Work task
Pictures aside, copy every record word for word.

(Records drawn from a dataset)
══════════════════════════════
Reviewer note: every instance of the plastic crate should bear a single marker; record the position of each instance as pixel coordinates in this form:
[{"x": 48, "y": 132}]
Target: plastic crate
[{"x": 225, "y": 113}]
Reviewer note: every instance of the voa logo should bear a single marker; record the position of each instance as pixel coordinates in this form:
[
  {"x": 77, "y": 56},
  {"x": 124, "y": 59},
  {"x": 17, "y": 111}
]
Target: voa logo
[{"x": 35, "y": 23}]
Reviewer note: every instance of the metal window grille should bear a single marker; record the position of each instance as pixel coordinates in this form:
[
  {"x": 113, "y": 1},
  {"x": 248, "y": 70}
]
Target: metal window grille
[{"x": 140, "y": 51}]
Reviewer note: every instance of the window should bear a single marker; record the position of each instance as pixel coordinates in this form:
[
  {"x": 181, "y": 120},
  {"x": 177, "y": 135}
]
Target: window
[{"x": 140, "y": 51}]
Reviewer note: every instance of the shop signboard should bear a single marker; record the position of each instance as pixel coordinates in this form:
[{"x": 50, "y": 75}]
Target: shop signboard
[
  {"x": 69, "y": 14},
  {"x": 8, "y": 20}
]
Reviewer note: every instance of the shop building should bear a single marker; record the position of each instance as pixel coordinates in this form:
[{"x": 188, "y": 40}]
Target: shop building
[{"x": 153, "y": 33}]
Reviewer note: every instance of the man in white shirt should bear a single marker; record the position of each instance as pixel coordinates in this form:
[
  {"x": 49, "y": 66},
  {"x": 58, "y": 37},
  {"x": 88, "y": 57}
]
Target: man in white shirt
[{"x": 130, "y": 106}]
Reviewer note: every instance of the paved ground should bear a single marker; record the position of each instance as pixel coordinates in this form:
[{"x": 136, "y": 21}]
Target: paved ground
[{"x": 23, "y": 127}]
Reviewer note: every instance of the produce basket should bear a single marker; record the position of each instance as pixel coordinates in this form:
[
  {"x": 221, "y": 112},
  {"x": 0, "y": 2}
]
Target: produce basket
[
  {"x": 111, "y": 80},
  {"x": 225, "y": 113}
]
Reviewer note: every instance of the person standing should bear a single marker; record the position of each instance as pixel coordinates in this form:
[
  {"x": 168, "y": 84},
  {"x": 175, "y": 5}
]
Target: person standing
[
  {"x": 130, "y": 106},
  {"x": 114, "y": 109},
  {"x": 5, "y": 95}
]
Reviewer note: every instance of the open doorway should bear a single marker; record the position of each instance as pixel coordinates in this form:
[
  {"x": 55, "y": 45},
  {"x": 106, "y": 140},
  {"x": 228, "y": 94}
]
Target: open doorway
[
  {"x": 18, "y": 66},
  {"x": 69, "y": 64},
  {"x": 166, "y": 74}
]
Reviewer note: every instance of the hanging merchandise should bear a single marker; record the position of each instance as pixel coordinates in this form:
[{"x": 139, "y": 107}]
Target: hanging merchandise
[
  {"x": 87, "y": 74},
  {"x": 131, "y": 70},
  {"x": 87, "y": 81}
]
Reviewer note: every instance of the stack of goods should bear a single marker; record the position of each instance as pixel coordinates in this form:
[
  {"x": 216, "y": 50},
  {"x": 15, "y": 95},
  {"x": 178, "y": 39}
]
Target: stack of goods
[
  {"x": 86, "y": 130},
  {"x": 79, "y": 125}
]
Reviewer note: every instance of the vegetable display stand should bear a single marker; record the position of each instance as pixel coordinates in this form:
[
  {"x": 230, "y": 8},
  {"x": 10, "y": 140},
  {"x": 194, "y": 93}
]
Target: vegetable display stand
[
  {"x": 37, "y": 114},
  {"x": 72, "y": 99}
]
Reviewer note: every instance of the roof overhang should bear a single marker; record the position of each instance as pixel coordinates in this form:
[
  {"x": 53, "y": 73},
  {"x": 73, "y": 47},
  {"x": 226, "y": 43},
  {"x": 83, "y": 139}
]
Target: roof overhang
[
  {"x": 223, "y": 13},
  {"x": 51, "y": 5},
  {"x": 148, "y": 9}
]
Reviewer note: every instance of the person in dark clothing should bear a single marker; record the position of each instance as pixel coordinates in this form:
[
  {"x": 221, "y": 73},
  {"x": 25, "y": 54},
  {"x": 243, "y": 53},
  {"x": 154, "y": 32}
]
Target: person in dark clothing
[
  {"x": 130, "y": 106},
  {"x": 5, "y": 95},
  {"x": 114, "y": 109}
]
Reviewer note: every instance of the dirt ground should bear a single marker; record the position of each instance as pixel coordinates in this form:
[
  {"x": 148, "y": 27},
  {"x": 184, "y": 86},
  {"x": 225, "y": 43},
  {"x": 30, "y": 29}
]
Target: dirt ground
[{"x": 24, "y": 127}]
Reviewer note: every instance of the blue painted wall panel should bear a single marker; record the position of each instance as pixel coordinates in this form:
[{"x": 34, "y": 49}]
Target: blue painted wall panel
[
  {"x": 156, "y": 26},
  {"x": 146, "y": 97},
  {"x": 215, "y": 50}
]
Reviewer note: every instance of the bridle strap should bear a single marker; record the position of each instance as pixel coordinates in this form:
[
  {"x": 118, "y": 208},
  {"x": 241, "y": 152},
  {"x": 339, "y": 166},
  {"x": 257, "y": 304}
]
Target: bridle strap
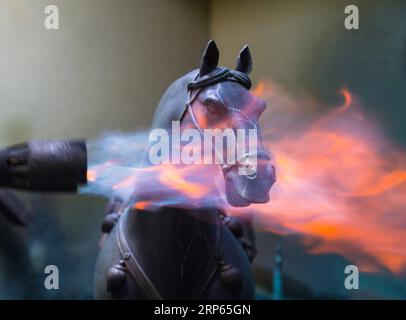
══════════════════════════════
Response to the task
Reviewer note: every instance of the plastic crate should bear a single marker; record the position of each instance as pixel coordinates in this form:
[{"x": 48, "y": 132}]
Target: plastic crate
[{"x": 225, "y": 113}]
Reviewer note: every instance of the voa logo should bear a single marker; record the position of each instance as pixel coordinates in this form:
[
  {"x": 77, "y": 56},
  {"x": 124, "y": 59},
  {"x": 17, "y": 111}
]
Target: voa logo
[{"x": 35, "y": 23}]
Reviewer note: every instance of the metal window grille should bear a single marker; record the position of each instance as pixel coordinates in this form:
[
  {"x": 113, "y": 1},
  {"x": 248, "y": 70}
]
Target: metal window grille
[{"x": 140, "y": 51}]
Reviewer note: every instance of the window should bear a single marker; record the position of each instance as pixel coordinates in this form:
[
  {"x": 181, "y": 120},
  {"x": 177, "y": 135}
]
Target: window
[{"x": 140, "y": 51}]
Reviewer note: every instance of the shop signboard should bear a single marker; record the position of each instance as pixel coordinates in this form:
[{"x": 50, "y": 75}]
Target: shop signboard
[
  {"x": 69, "y": 14},
  {"x": 8, "y": 20}
]
Reviewer note: every instance of the shop building should bear a single marker; record the position of each instance as pixel coordinates in this form:
[{"x": 188, "y": 40}]
Target: shop building
[{"x": 153, "y": 33}]
Reviewer note: every instance of the man in white shirt should bear a single marker; record the position of each instance as pixel coordinates in this form:
[
  {"x": 49, "y": 66},
  {"x": 58, "y": 37},
  {"x": 88, "y": 57}
]
Target: man in white shirt
[{"x": 130, "y": 106}]
Reviewer note: every instance of the paved ground should bear a single marker; record the position of each instance as pixel coordinates in this form:
[{"x": 136, "y": 21}]
Target: paved ground
[{"x": 23, "y": 127}]
Reviewer note: every instance of the produce basket should bear a single marker; record the position of each instance as pixel coordinates in this form:
[
  {"x": 221, "y": 112},
  {"x": 0, "y": 2}
]
Target: produce basket
[
  {"x": 111, "y": 80},
  {"x": 225, "y": 113}
]
Reviewer note: every instance of the person standing should bear a single marker; record the position of each instance as pixel coordinates in this form:
[
  {"x": 168, "y": 84},
  {"x": 175, "y": 5}
]
Target: person standing
[
  {"x": 130, "y": 106},
  {"x": 114, "y": 109},
  {"x": 5, "y": 95}
]
Reviewer note: every instance of the open doorway should bear a single marker; record the position of each instance as pixel coordinates in this form:
[
  {"x": 55, "y": 45},
  {"x": 106, "y": 140},
  {"x": 228, "y": 94}
]
Target: open doorway
[
  {"x": 18, "y": 66},
  {"x": 69, "y": 64},
  {"x": 166, "y": 74}
]
Reviewer note: every instance of the hanging merchandise should bear a single marker; record the position of each instance as pixel coordinates in this form:
[{"x": 139, "y": 107}]
Target: hanging merchandise
[
  {"x": 87, "y": 74},
  {"x": 131, "y": 70},
  {"x": 87, "y": 81}
]
Reviewer note: every instance of the stack of goods should bear a single marker; record the position of each instance as pixel coordinates in this form:
[
  {"x": 216, "y": 50},
  {"x": 15, "y": 95},
  {"x": 178, "y": 39}
]
Target: stack of goods
[
  {"x": 86, "y": 130},
  {"x": 79, "y": 125}
]
Reviewer note: every instance of the vegetable display stand should bear a single marker; record the position of each instance as pixel coordinates in this form:
[
  {"x": 230, "y": 8},
  {"x": 10, "y": 140},
  {"x": 194, "y": 93}
]
Target: vegetable display stand
[
  {"x": 37, "y": 114},
  {"x": 72, "y": 99}
]
Reviewer note: every instance of the roof overhang should bear a single marker; record the position of each instance as pixel coordinates in this form:
[
  {"x": 53, "y": 73},
  {"x": 73, "y": 47},
  {"x": 226, "y": 43},
  {"x": 83, "y": 139}
]
Target: roof overhang
[
  {"x": 223, "y": 13},
  {"x": 51, "y": 5},
  {"x": 148, "y": 9}
]
Reviewer note: every instance of the person in dark clothing should bear a single marker; record the position of each instance as pixel coordinates in this form:
[
  {"x": 221, "y": 73},
  {"x": 25, "y": 54},
  {"x": 243, "y": 53},
  {"x": 154, "y": 32}
]
Target: person in dark clothing
[
  {"x": 130, "y": 106},
  {"x": 5, "y": 95},
  {"x": 114, "y": 109}
]
Reviewer note: every instance of the dirt ground should bear a single marker; record the position of each instance as pixel coordinates in this form:
[
  {"x": 148, "y": 27},
  {"x": 184, "y": 86},
  {"x": 225, "y": 43},
  {"x": 30, "y": 29}
]
Target: dirt ground
[{"x": 24, "y": 127}]
Reviewer note: every instance of the blue painted wall panel should bear a single marker; record the position of each instance as pixel coordinates in this form:
[{"x": 34, "y": 49}]
Target: blue painted wall panel
[
  {"x": 156, "y": 26},
  {"x": 146, "y": 97},
  {"x": 215, "y": 50}
]
Reviewer note: every instance of the bridle strap should bear a single marker; record the position of each instance as pixel coordinates in this form:
[
  {"x": 118, "y": 208},
  {"x": 241, "y": 152},
  {"x": 339, "y": 166},
  {"x": 257, "y": 304}
]
Target: bridle strap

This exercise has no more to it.